What you will do ▸
**a.** In the story summary, what metal is the sword inside Hitaka made of?
**b.** Say whether each statement agrees with the story summary, answering yes or no and quoting the words that decide it: (i) Hitaka's parents died in a car accident. (ii) Tsukumi was killed by the intruders. (iii) Takemi recovered from her childhood fever when the mirror appeared.
**c.** Carry the story summary forward from its last line.

Passage for review ▸
____________
At first he doubts Takemi's words, as he does not remember anything, but when he comes back home he finds his aunt murdered by a crow demon, and he is badly injured; when he awakes in a hospital, there is already no way out for him.

==Characters==
- Hitaka Kugaya (九谷日高, Kugaya Hitaka)
 The main character, reincarnation of the hero Tohma; his parents died in a car accident, and his aunt Sakuri took care of him. Inside him there was a sword made of hihiirokane, a metal capable of concentrating souls to use them as a power source; the heavenly pillar, made of the same material, is the only seal keeping the spirits used for this to come back and get revenge. He loses his right arm to the sword, but the sword itself will regenerate his arm as soon as he learns how to use it properly.
- Kanata Takemi (武弥香奈多, Takemi Kanata)
 The other main character, reincarnation of the mirror-bearer Tsukumi, Tohma's girlfriend who ended up being manipulated by the intruders and being killed by Tohma while their village was being destroyed. As a child she had a long fever, from which she recovered when the mirror appeared; thanks to the mirror she recovered immediately her memories, but since she was powerless without the sword she was scared of going outside, and locked herself in a shed all day.
- Haruka Narugami (鳴神遥日, Narugami Haruka)
____________
Raw data ▸
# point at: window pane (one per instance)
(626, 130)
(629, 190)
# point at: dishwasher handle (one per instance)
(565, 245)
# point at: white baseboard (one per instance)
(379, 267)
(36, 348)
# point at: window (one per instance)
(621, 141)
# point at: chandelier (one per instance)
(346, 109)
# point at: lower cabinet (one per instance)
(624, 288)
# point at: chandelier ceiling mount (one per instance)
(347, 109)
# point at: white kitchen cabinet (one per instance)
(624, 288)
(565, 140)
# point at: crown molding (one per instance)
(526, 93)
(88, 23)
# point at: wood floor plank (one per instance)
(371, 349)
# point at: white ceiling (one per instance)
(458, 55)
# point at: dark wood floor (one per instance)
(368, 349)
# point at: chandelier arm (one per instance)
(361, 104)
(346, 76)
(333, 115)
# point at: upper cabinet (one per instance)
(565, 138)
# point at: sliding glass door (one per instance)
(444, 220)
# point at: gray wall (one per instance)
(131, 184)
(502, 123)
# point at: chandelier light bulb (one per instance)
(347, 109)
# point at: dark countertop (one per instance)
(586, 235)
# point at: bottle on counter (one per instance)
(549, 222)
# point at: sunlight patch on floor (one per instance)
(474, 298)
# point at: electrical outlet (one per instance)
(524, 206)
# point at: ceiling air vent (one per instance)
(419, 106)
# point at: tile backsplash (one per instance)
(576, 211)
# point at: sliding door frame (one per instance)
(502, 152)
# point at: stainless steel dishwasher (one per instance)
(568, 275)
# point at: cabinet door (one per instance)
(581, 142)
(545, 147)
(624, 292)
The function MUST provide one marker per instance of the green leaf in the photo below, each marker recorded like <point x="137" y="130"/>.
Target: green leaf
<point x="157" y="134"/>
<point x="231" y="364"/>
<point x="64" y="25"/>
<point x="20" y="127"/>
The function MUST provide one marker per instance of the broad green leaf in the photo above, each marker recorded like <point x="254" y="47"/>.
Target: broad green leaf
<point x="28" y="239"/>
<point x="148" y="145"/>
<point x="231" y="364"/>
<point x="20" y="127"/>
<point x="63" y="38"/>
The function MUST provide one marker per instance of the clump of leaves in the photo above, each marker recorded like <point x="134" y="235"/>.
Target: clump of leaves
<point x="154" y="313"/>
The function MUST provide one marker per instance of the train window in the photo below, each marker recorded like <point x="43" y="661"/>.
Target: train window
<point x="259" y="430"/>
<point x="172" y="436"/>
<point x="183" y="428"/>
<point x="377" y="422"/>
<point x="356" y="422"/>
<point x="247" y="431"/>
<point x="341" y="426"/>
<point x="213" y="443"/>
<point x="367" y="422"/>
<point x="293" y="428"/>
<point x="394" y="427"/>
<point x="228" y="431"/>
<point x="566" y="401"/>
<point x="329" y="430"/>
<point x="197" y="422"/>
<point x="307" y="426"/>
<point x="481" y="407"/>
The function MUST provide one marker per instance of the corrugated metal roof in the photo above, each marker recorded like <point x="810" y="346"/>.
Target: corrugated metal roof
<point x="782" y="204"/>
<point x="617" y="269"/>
____________
Results ▸
**a.** Hihiirokane.

**b.** (i) Yes: "his parents died in a car accident". (ii) No: "being killed by Tohma while their village was being destroyed". (iii) Yes: "from which she recovered when the mirror appeared".

**c.**
 Coach of the kendo team, she becomes Hitaka's legal guardian after his aunt's death. Involved somehow by Takemi, she is the one to cut Himuka's bonds saving Hitaka's life, and later discovers she belongs to the clan of the sword too. She develops a "connection" with Yukue Noume because they enjoy the thrill of battle.
- Asami Sakura
 A young detective who initially investigates on the murder case in Hitaka's house, and suspects the two of them, but she witness a fight with an intruder and becomes their ally. After being removed from the case together with detective Togashi, she continues investigating and eventually receives an anonymous floppy disk containing all the truth behind the hihiirokane.
- Kiju Togashi
 An experienced detective, he understands immediately the murder case at Hitaka's house is not going to do any good to him. After being hurt and removed from the case by the agents of the guardianship post, he discreetly continues to help them.
- Tsubasa Saino (斎野翼紗, Saino Tsubasa)
 The leader of the intruders; he is related to Hitaka since ancient times, and his hatred towards him is endless. Deluded by the fact that Hitaka still has not regained memory of his previous life, he repeatedly provokes him, until Himuka goes berserk and Hitaka loses his right arm. When Tsubasa reverses the power of the mirror to summon a powerful creature to fight him, Hitaka finally regains his memory and for the first time is able to injure him.
- Yukue Noume (納見行依, Noume Yukue)
 Tsubasa's right hand man; he seems to have greater powers than his, and he is very skilled with the sword. He shows an interest in Haruka Narugami because they are 'the same kind of person' and wishes to fight her.
- Mizuha Kagusa (春日瑞葉, Kagusa Mizuha)
 Director of ceremony, agent of the guardianship post. Daughter of the agency's chief director, she has the ability to attune herself to the vibrations of the heavenly pillar, absorbing them into her body. She is hinted to have an attraction towards Amano but feels that she must stay on guard around him due to the fact that he feels dangerous.
- Takashi Amano (天野崇史, Amano Takashi)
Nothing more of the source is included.